Begin

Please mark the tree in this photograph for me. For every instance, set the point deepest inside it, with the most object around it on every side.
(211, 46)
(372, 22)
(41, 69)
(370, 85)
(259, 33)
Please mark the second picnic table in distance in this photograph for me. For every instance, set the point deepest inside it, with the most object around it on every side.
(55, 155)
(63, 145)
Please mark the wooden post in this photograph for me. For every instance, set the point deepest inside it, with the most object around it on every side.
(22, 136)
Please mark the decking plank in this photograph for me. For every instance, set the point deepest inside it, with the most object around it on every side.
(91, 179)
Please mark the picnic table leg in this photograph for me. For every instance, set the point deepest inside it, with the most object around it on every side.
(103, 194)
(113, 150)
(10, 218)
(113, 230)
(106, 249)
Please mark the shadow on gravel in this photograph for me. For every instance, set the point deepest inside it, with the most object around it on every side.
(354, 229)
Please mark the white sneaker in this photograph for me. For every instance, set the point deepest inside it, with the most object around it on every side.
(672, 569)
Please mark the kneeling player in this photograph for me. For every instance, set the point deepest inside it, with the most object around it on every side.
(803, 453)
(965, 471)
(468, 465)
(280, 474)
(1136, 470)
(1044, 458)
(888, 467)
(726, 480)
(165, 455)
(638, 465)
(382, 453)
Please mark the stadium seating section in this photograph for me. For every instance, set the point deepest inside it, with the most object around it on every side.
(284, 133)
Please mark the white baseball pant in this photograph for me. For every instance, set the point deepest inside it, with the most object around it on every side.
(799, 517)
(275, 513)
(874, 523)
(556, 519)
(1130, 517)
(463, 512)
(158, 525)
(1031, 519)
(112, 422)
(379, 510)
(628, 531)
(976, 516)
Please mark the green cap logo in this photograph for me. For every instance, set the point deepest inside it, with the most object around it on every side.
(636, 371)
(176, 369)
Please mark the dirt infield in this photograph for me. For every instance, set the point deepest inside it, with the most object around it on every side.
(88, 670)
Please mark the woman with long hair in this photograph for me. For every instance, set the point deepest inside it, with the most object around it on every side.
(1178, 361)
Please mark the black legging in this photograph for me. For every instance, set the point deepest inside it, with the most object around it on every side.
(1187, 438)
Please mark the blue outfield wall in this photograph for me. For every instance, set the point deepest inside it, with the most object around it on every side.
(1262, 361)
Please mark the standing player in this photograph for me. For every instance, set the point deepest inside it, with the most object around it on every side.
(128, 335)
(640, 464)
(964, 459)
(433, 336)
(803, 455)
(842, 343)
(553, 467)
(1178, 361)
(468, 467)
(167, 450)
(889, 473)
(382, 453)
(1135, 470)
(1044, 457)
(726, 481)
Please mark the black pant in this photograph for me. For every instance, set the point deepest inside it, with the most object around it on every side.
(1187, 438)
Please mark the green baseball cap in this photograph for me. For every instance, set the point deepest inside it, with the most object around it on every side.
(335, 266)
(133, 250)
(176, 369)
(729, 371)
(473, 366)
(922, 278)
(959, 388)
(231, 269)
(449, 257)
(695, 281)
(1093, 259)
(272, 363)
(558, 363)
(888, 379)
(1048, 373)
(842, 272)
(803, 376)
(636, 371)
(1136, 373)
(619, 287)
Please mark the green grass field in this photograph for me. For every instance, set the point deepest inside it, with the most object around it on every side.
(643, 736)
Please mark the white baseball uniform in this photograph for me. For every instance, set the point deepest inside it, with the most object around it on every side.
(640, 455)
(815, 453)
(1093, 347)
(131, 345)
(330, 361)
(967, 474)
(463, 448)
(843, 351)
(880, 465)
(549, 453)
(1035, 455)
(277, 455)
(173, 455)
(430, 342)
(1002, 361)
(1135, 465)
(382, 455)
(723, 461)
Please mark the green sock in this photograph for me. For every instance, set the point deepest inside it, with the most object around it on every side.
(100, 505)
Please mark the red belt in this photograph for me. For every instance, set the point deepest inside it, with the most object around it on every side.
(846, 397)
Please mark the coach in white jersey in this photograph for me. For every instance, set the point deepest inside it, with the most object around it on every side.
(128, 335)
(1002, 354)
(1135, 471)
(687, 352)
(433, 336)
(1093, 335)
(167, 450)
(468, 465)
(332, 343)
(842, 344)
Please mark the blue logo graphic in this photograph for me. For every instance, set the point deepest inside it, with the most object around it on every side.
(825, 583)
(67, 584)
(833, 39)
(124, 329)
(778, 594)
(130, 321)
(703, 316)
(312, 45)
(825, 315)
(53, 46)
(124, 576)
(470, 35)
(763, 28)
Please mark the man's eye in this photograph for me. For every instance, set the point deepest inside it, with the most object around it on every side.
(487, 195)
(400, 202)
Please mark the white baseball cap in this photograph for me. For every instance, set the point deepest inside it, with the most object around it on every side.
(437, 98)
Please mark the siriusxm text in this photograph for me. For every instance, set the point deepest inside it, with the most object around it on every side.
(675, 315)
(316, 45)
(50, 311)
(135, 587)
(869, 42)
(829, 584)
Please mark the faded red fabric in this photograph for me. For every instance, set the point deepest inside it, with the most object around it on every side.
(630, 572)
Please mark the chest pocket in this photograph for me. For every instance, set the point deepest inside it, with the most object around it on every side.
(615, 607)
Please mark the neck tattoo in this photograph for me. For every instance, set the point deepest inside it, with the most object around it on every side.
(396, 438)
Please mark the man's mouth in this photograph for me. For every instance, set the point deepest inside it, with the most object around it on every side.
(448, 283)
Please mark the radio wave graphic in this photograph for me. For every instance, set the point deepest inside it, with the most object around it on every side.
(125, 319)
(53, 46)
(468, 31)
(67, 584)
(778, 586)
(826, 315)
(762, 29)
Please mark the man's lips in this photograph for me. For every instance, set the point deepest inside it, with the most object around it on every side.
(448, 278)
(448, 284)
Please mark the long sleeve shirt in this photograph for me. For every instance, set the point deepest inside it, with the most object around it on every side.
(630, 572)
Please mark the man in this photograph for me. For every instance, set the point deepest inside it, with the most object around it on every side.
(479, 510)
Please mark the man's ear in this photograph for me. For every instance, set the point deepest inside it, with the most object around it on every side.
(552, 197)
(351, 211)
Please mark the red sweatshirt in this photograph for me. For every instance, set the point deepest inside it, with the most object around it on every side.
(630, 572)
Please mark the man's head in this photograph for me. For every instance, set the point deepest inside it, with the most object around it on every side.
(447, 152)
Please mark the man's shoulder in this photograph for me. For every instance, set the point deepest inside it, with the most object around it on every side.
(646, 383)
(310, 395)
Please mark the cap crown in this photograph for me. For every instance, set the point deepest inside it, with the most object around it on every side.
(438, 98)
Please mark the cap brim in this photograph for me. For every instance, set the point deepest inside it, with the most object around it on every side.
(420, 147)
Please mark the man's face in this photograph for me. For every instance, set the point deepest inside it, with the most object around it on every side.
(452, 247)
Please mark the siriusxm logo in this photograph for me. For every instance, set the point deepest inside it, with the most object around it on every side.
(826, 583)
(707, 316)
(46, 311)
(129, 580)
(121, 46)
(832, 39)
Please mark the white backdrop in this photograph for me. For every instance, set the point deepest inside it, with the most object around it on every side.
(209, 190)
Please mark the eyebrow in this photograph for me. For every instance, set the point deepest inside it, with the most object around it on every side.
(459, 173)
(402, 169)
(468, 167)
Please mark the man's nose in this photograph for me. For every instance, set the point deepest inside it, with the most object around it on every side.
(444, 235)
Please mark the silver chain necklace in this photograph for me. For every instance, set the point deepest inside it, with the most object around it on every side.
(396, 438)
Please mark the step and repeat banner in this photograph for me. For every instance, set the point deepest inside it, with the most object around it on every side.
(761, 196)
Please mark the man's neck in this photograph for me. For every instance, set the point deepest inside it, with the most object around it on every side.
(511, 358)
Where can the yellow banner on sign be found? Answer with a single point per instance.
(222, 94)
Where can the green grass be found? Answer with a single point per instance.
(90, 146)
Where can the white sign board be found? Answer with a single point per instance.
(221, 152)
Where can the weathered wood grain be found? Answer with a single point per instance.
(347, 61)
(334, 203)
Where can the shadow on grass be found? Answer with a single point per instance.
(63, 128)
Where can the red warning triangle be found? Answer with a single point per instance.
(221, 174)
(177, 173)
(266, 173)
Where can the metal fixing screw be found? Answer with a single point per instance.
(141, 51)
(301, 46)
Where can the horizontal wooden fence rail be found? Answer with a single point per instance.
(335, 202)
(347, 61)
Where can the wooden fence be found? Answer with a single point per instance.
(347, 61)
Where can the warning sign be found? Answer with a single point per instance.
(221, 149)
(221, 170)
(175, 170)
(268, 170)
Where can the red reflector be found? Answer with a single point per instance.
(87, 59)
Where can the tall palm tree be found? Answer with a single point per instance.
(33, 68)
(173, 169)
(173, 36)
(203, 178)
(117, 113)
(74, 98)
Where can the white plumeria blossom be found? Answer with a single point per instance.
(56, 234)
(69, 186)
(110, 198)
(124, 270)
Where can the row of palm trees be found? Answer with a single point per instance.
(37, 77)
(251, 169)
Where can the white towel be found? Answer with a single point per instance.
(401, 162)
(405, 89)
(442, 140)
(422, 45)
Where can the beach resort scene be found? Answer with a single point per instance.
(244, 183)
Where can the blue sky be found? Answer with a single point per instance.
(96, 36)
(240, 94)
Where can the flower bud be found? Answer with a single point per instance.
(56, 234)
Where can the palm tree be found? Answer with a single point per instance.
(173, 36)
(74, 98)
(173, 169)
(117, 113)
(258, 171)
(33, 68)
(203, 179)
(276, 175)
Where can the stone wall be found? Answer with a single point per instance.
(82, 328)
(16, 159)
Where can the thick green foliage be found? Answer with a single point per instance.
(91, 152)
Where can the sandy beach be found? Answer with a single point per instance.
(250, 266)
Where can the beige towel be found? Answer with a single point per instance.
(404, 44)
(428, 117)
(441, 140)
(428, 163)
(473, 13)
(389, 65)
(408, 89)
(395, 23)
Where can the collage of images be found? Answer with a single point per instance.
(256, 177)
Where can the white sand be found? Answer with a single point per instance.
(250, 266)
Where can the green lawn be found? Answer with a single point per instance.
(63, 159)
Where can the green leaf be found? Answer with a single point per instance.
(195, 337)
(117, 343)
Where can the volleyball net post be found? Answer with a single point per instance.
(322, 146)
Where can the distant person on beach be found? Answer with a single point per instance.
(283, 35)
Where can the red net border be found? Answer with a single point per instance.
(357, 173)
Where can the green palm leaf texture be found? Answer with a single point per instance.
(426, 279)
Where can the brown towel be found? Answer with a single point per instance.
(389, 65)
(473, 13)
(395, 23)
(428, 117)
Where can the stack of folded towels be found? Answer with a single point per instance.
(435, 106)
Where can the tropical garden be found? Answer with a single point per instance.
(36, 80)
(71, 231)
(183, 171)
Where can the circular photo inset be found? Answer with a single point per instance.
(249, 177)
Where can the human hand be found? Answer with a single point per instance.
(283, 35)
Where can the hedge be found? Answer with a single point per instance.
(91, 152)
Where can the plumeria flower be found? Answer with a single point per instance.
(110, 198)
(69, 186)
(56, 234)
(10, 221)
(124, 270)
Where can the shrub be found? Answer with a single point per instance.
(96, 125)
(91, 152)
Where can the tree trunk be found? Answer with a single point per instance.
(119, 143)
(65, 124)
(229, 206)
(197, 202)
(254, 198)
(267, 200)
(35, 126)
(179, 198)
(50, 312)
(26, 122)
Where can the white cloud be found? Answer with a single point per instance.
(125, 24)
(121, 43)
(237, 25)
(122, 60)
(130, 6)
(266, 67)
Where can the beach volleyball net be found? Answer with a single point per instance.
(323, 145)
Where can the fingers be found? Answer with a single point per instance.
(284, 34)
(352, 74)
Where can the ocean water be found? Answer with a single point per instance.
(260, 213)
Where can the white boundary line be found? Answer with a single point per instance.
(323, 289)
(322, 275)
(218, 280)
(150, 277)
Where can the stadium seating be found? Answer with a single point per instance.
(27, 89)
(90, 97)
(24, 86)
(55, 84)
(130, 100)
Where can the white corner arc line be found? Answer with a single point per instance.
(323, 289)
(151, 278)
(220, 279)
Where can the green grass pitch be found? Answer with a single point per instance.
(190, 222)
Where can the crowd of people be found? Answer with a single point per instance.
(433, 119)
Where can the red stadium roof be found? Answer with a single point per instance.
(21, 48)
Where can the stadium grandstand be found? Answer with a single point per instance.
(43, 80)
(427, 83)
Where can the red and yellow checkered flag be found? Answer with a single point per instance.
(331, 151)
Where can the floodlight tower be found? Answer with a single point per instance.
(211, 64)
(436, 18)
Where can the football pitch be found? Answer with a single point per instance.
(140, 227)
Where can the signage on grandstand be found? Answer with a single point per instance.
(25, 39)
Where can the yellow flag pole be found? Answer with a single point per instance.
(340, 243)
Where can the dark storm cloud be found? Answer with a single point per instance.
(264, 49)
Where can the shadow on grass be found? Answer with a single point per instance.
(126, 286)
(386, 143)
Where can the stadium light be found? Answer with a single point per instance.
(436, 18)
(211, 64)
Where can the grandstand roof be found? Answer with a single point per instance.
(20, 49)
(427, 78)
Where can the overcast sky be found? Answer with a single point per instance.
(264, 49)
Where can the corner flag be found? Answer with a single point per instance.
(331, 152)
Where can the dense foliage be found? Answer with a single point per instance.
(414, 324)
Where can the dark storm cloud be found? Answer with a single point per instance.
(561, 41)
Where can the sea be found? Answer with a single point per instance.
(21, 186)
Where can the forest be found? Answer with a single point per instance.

End

Please quote nothing but the lines from the line with "Where can the stadium light" through the end of the data above, exactly as written, ends included.

* **SOLUTION FOR THIS EXERCISE**
Where can the stadium light be found? Answer with a single point per instance.
(436, 18)
(211, 64)
Where can the grandstand roof be found? Answer with a single point per instance.
(20, 49)
(427, 78)
Where can the overcast sky be found? Answer with a single point per instance.
(264, 49)
Where can the corner flag be found? Answer with a single point per instance.
(331, 152)
Where can the dense foliage be found? Answer with a single point per instance.
(414, 324)
Where can the dark storm cloud be found? Answer with a single point per instance.
(561, 41)
Where can the sea be found? Answer with a single point per instance.
(21, 186)
Where can the forest be found? Answer with a single point per instance.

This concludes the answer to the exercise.